[Rows of box annotation data]
======

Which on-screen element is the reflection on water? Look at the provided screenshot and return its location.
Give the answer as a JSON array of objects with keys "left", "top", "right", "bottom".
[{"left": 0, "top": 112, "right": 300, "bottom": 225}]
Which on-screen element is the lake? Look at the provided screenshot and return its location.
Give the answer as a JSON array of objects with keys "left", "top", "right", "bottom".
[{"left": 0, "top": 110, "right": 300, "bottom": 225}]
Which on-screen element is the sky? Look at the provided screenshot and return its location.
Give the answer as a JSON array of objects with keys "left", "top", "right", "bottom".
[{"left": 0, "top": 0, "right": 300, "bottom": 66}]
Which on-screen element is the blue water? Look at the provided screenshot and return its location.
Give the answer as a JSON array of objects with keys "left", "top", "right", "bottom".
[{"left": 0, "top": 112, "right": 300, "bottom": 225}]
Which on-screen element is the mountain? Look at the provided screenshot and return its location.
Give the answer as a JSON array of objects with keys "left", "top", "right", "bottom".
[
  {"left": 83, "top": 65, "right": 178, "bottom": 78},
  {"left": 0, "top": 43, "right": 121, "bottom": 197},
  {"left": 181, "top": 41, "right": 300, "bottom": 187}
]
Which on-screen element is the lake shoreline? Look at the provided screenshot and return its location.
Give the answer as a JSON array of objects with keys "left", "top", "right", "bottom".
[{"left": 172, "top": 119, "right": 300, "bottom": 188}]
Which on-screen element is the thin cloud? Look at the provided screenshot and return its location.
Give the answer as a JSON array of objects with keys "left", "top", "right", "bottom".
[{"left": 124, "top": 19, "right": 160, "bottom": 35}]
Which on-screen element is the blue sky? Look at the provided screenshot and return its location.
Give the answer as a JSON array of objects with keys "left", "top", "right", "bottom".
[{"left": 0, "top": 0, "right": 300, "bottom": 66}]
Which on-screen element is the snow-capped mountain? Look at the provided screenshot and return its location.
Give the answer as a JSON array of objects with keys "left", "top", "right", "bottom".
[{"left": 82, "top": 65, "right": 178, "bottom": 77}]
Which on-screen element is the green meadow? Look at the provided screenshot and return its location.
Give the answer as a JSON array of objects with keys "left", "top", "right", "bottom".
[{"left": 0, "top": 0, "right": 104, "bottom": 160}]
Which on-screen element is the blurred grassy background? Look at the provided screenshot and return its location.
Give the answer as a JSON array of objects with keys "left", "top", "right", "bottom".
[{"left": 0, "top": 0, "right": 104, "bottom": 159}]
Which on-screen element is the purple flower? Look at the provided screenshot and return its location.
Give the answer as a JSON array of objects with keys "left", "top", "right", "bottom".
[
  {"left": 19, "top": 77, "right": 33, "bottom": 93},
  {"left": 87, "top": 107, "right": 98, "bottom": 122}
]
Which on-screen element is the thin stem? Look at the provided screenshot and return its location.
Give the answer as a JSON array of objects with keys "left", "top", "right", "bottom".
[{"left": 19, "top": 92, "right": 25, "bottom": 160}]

======

Instructions to follow: Count the lines in the listing above that contain the word "water", and reply with only the number.

Task solution: 2